- Extrait du texte:
Plusieurs articles du dossier, ainsi que l’éditorial de Guillaume Roubaud-Quashie, approfondissent l’usage que le PCF peut faire et/ou doit faire de concepts permettant de qualifier les groupes sociaux que nous défendons. Fanny Chartier et Alec Desbordes proposent celui de « classe travailleuse ».
de Fanny Charnière et Alec Desbordes
Graphique des auteurs.
Sources des données : Marchand O. & Thélot C. (1991) Deux siècles de travail en France,
INSEE pour la période 1866-1982,
Marchand O. (2010) 50 ans de mutations de l’emploi,
INSEE, n°1312, pour la période 1990-2007
et recensement INSEE 2023.
Dans le dossier précédent, nous nous étions attachés à décrire la composition actuelle et certaines « fractions » socio-professionnelles de ce que nous appelons la « classe travailleuse ». Nous nous attarderons dorénavant sur la définition historique et théorique de cette classe. Du fait de débats trop rares, nous ne savons pas comment appeler et définir ce que Marx appelait autrefois le prolétariat, à savoir celles et ceux qui n’ont que leur force de travail pour vivre. Or l’impossibilité pour notre parti de nommer sa base sociale, et pour notre classe de prendre conscience de sa propre existence, est un frein incontestable à sa capacité de mener la lutte de classe. L’enjeu de ce débat est organisationnel et idéologique. Organisationnel car une analyse majoritairement partagée de la nature de la classe travailleuse aujourd’hui doit mener à des actions concrètes : privilégier notre adresse envers certains éléments, renforcer leur prise de responsabilités dans nos instances, affiner notre discours pour impulser l’unité de notre classe, etc. Idéologique d’autre part car nous ne pouvons pas penser « la transition vers une nouvelle civilisation » sans poser la question de son caractère de classe à partir des conditions réelles qui la définissent d’abord sous le capitalisme. Par-delà les vœux pieux, les communistes se doivent de travailler avec le réel.
Un besoin objectif de dépassement
Nous devons une explication d’abord à celles et ceux qui ont un attachement, justifié, à la notion de classe ouvrière. Cette notion historique a le mérite de se garder de notions postmarxistes qui segmentent la population entre le « peuple » et les « élites » ou autres concepts flous et malléables. Alors pourquoi dépasser la notion de classe ouvrière ? D’abord, elle est utilisée de manière éparse et sélective pour faire référence à des collectifs de travailleurs industriels en lutte, pas forcément ouvriers d’ailleurs. À d’autres occasions, elle sert de relique historique d’un temps lointain dont l’application actuelle est évitée. Peu utilisent ce terme aujourd’hui de manière précise et définie, une absence qui pèse lourd dans ce débat car il nous faut poser nos propres hypothèses.

- Enregistrements d'annotation par coordonnées:
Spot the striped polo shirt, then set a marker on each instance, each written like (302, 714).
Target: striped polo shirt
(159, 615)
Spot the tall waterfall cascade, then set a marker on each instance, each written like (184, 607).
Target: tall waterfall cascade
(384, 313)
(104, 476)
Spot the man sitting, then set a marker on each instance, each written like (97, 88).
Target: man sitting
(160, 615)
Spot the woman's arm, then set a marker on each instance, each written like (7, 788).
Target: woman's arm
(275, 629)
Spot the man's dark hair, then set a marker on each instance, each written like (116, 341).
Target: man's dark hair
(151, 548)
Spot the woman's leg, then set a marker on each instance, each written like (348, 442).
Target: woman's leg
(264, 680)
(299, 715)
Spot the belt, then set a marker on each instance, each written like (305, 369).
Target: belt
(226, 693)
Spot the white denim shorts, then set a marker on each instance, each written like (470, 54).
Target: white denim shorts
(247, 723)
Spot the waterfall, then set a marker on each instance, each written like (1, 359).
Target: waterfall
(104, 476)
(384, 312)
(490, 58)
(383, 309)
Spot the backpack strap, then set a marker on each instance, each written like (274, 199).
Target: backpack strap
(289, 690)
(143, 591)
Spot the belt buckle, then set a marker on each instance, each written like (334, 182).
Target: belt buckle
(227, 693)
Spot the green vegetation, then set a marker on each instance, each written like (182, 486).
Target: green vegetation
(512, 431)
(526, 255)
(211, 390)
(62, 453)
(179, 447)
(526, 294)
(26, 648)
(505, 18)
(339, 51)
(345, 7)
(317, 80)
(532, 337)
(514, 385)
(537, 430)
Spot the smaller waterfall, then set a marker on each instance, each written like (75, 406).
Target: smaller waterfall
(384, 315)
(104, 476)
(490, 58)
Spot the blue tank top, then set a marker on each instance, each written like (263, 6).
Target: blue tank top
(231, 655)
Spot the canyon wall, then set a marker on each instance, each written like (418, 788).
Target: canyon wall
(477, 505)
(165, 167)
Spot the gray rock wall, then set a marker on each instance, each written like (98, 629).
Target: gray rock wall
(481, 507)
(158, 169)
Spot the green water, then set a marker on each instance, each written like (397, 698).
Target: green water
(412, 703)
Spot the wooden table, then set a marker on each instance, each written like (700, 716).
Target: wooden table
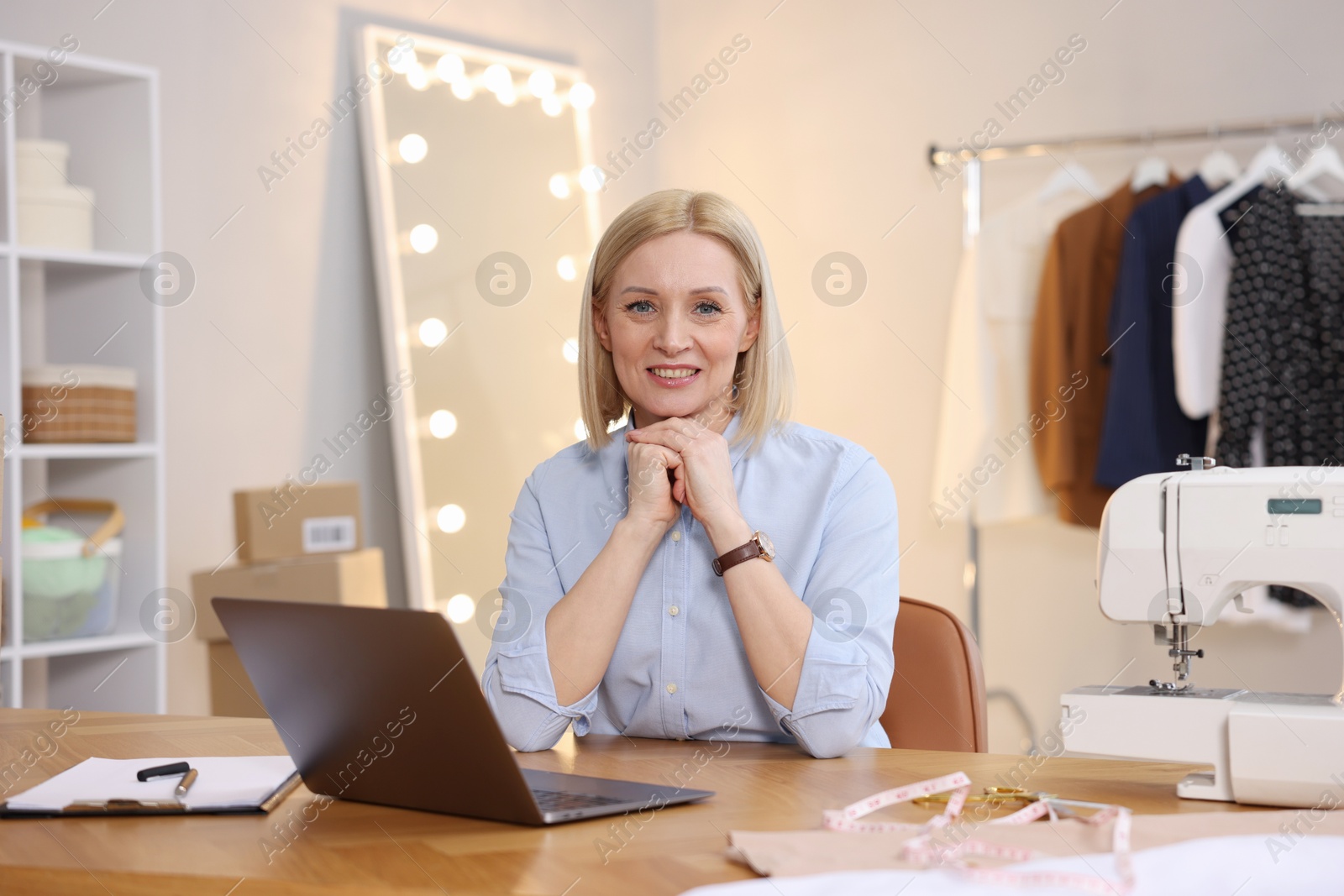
(354, 848)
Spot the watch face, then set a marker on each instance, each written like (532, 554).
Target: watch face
(766, 544)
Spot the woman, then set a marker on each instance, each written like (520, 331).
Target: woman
(643, 595)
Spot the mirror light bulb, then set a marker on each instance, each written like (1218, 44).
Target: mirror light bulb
(497, 78)
(417, 76)
(582, 96)
(412, 148)
(443, 423)
(463, 89)
(423, 238)
(591, 179)
(460, 609)
(401, 60)
(432, 332)
(449, 67)
(541, 82)
(450, 519)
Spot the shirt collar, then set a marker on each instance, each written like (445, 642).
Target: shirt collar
(616, 453)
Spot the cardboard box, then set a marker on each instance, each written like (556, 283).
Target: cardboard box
(354, 579)
(295, 520)
(232, 692)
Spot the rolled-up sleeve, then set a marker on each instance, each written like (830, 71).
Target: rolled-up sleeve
(517, 676)
(853, 594)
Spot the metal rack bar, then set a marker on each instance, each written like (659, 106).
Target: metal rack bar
(940, 156)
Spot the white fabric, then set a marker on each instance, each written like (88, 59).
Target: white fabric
(987, 360)
(1242, 866)
(1202, 270)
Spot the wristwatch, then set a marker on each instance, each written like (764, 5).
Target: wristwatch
(759, 546)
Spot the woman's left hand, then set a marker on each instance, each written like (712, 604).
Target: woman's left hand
(705, 479)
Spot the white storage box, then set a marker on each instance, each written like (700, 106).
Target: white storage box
(42, 163)
(57, 217)
(53, 212)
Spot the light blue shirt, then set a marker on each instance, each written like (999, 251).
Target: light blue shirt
(680, 669)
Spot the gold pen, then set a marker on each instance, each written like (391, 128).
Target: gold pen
(185, 785)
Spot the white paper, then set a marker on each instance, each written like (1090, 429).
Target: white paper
(1220, 866)
(222, 782)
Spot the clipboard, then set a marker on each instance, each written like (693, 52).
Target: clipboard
(253, 799)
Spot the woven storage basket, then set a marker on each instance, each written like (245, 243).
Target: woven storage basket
(78, 403)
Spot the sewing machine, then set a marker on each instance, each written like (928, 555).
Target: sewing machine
(1175, 550)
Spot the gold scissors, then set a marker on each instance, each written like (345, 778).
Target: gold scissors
(992, 795)
(1005, 795)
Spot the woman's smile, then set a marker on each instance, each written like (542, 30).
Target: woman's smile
(674, 376)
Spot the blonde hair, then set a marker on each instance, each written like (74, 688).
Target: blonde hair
(763, 380)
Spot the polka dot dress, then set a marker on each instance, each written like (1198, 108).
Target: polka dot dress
(1285, 333)
(1284, 347)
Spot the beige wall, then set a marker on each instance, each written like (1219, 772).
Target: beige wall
(819, 132)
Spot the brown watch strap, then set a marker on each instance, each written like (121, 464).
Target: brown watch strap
(748, 551)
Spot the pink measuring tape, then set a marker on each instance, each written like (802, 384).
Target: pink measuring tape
(927, 852)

- Exercices:
a – D'après l'article sur la classe travailleuse, de quelle nature est l'enjeu du débat ?
b – Mettez à jour le passage de l'article sur la classe travailleuse qui va de "Sources des données" jusqu'à "recensement INSEE 2023.", en substituant "Insee" à "INSEE".
c – Selon l'article sur la classe travailleuse, pourquoi l'enjeu du débat est-il organisationnel ?
Ces enregistrements proviennent d'une autre source.

- Corrigés:
a – Il est organisationnel et idéologique.

b –
Sources des données : Marchand O. & Thélot C. (1991) Deux siècles de travail en France,
Insee pour la période 1866-1982,
Marchand O. (2010) 50 ans de mutations de l’emploi,
Insee, n°1312, pour la période 1990-2007
et recensement Insee 2023.

c – Une analyse majoritairement partagée de la nature actuelle de la classe travailleuse doit mener à des actions concrètes. Il s'agit par exemple de privilégier l'adresse envers certains éléments, de renforcer leur prise de responsabilités dans les instances et d'affiner le discours pour impulser l'unité de la classe.